* EXERCISE:
In the data that follows, find the line containing "the shrub, each"; then quote that line and every line after it, exactly, through the last one.

───── STORED ROWS

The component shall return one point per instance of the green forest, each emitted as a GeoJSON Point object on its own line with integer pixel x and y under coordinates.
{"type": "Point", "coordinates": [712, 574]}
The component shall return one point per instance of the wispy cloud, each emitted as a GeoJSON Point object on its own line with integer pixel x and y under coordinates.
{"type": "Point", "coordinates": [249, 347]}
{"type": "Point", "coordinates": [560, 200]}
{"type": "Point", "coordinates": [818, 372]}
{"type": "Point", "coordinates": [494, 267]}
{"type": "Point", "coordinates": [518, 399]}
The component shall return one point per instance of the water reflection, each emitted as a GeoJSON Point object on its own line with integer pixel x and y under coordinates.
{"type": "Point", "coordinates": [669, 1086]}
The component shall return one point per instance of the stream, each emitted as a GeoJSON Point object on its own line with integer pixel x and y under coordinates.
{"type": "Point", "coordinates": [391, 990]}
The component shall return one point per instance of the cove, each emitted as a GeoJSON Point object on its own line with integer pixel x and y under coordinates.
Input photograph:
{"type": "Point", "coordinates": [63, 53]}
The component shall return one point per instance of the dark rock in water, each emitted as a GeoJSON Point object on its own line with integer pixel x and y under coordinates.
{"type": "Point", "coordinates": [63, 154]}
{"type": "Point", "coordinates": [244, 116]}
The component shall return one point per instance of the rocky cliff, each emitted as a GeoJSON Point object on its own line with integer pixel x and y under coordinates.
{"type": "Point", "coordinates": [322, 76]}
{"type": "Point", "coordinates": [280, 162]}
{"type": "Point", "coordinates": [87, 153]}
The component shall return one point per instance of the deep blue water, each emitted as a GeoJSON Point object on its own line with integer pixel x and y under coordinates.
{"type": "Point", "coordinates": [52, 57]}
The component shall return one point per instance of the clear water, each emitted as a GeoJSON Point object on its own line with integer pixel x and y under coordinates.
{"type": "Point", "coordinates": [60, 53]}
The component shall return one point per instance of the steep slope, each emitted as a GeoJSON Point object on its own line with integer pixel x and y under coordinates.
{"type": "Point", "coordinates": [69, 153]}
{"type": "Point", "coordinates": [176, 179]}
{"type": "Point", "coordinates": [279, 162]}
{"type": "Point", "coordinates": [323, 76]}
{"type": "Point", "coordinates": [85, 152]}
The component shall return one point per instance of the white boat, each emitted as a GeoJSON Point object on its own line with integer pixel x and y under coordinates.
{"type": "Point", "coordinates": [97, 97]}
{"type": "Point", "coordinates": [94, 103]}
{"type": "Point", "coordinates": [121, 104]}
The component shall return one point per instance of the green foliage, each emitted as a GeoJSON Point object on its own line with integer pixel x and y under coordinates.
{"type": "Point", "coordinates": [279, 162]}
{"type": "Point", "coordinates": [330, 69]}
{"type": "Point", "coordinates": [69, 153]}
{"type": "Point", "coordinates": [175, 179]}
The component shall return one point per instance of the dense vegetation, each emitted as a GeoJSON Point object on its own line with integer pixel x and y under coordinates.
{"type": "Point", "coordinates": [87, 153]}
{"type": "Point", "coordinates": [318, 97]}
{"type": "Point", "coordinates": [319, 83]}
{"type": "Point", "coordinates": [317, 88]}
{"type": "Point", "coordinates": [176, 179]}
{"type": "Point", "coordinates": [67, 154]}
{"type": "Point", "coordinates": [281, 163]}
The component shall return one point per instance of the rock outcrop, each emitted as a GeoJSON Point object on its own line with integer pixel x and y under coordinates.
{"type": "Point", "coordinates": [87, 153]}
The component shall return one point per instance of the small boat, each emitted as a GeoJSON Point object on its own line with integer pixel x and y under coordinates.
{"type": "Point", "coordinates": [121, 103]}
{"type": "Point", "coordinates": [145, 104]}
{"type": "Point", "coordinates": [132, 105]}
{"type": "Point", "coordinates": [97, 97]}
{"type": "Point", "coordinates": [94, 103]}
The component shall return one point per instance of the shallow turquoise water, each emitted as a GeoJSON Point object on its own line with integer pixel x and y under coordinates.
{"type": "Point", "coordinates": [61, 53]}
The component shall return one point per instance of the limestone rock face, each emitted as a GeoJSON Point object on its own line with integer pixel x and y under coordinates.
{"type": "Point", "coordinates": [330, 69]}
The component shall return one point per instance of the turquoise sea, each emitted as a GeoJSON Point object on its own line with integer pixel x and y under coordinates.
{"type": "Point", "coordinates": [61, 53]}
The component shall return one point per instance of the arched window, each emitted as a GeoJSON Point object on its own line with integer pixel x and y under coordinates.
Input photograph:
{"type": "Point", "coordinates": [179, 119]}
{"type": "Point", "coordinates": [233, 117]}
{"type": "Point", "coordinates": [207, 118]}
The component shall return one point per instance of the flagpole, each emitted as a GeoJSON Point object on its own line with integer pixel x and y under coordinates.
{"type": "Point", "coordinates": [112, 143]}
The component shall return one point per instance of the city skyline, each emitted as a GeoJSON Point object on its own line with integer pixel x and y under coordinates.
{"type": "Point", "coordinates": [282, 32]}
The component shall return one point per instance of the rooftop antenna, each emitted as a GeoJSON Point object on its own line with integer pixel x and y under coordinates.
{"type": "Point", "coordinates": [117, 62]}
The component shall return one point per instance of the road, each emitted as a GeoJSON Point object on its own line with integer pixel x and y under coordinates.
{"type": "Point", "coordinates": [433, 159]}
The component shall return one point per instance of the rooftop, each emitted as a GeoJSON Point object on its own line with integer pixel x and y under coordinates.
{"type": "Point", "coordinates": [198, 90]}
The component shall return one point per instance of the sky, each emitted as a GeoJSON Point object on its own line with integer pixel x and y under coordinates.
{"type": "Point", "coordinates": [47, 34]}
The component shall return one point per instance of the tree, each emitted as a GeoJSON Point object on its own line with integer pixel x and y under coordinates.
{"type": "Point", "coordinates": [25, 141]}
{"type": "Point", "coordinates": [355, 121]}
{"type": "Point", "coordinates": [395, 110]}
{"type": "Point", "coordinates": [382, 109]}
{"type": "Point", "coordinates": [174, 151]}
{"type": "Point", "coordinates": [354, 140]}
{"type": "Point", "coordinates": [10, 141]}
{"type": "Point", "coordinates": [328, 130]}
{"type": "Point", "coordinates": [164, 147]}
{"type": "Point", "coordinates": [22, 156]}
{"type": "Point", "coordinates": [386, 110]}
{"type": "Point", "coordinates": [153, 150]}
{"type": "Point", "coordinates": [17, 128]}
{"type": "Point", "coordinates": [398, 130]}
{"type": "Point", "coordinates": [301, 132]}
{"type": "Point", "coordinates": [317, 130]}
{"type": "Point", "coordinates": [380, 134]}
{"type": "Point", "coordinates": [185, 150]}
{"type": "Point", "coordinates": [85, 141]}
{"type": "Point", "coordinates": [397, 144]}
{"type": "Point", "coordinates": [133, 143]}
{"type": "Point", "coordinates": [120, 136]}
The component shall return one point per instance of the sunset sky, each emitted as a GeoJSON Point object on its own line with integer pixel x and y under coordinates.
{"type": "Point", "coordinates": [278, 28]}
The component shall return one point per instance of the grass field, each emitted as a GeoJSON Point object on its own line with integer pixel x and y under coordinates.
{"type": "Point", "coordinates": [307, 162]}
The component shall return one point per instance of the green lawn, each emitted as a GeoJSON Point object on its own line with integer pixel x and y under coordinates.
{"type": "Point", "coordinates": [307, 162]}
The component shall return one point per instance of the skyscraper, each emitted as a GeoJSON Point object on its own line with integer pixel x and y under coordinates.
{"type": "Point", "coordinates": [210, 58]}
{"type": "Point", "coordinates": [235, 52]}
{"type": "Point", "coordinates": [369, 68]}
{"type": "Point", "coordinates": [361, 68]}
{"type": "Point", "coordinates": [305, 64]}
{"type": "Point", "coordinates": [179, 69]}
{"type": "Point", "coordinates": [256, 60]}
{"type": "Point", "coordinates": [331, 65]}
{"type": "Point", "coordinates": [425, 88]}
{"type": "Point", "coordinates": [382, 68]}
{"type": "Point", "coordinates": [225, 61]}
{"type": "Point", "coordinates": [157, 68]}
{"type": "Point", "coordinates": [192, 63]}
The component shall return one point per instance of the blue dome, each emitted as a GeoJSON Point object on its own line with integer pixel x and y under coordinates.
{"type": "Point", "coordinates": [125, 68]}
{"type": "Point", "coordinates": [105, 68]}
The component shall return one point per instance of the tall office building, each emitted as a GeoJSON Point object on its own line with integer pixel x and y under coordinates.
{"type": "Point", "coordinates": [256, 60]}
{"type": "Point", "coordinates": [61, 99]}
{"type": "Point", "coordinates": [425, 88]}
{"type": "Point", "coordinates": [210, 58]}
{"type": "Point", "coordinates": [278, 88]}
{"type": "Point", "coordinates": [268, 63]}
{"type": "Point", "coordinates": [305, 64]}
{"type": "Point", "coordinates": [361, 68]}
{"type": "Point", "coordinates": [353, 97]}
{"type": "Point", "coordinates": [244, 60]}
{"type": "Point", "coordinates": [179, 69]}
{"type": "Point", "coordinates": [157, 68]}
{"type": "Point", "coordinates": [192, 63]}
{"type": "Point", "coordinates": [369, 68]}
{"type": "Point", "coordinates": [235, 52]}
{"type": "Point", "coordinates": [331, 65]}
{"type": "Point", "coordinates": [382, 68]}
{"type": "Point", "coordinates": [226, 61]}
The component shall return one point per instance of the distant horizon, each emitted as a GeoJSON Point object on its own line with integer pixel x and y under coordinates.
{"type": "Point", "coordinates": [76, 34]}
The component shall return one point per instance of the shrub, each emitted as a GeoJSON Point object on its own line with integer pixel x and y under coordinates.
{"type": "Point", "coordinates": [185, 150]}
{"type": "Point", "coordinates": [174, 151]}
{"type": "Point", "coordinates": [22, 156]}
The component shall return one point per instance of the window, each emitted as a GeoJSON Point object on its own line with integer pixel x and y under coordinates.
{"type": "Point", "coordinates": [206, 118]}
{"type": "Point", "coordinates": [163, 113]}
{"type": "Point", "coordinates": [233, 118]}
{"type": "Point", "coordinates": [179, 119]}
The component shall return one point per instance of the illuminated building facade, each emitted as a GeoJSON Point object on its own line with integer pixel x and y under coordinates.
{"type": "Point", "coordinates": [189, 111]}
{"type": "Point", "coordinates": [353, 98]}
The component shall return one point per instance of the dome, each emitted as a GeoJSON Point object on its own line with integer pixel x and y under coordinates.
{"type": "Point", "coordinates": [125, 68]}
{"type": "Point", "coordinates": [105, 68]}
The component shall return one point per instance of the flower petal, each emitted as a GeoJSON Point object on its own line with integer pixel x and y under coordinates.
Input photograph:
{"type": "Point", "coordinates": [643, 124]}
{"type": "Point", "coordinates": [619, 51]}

──────────

* ANSWER IN FULL:
The component shall return one point per instance of the shrub, each emitted as a GeoJSON Point object on its own line with integer pixel x and y under coordinates.
{"type": "Point", "coordinates": [185, 150]}
{"type": "Point", "coordinates": [174, 151]}
{"type": "Point", "coordinates": [22, 156]}
The component shall return one point per instance of the window, each emitted as a GeoJSON Point object on its own line with integer pixel x and y under coordinates.
{"type": "Point", "coordinates": [206, 118]}
{"type": "Point", "coordinates": [163, 113]}
{"type": "Point", "coordinates": [233, 118]}
{"type": "Point", "coordinates": [179, 119]}
The component shall return one point per instance of the illuminated building facade, each emitted as a GeoJSON Point object on its own line with integer pixel x and y under coordinates.
{"type": "Point", "coordinates": [189, 111]}
{"type": "Point", "coordinates": [353, 98]}
The component shall return one point per instance of the dome, each emitted as a GeoJSON Point object on its own line with integer pixel x and y under coordinates.
{"type": "Point", "coordinates": [125, 68]}
{"type": "Point", "coordinates": [105, 68]}
The component shall return one point per instance of the flower petal, each emitted as a GeoJSON Point object on its own line with integer pixel x and y under coordinates.
Input photograph:
{"type": "Point", "coordinates": [643, 124]}
{"type": "Point", "coordinates": [619, 51]}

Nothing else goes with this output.